Comment est né un film pareil ? Comment tout a pu foirer à ce point ? Qu'est-ce qui passait par la tête des gens qui ont fait ça ? Qu'est-ce qu'ils en pensent aujourd'hui ? Le DVD propose un documentaire, Il était une fois Devil Story, et un commentaire audio du réalisateur sur plusieurs scènes, pour répondre à ces questions. Avoir l'occasion d'écouter les gens qui ont bossé dessus raconter l'expérience et donner leur avis sur le résultat, voilà ce qui fait tout le sel de cette édition, et fait attendre avec impatience les prochains films estampillés "Les Improbables de Nanarland.com". Surtout que le réalisateur Bernard Launois et son actrice Véronique Renaud ne sont pas ici en mode "promo" : interviewés 25 ans après la sortie du film, alors que sa réputation est faite et que leurs carrières sont terminées, ils peuvent en parler librement, sans chercher à convaincre que leur produit est génial, sans chercher à ménager les susceptibilités de leurs confrères. Et là où on peut facilement imaginer que certains journalistes télé n'auraient pas eu d'autre préoccupation que de leur faire dire "Excusez-moi, je suis un minable et mon film est une merde", les gens de Sheep Tapes ont eu la classe de les laisser donner leur version de l'histoire.
L'acteur qui joue LE MONSTRE (qui n'est autre que fils du réalisateur) s'est pris accidentellement le pied dans la tente,
mais comme refaire une prise ça perd du temps, la scène a été conservée comme ça.
____________________
__Consignes__:
a) Dans le texte sur Devil Story, combien d'années après la sortie du film le réalisateur et son actrice ont-ils été interviewés ?
b) Recopiez le passage du texte sur Devil Story qui va de « L'acteur qui joue » à « conservée comme ça. ».
Les données forment un matériel indépendant du texte sur Devil Story.

__Données enregistrées__:
____________________
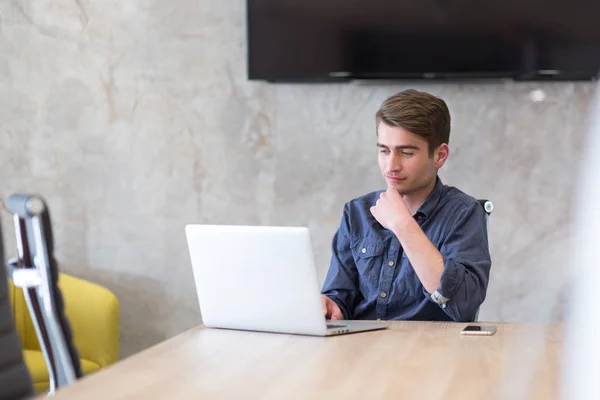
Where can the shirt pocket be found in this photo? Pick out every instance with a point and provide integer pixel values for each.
____________________
__Corrigé__:
a) 25 ans après la sortie du film.

b)
L'acteur qui joue LE MONSTRE (qui n'est autre que fils du réalisateur) s'est pris accidentellement le pied dans la tente,
mais comme refaire une prise ça perd du temps, la scène a été conservée comme ça.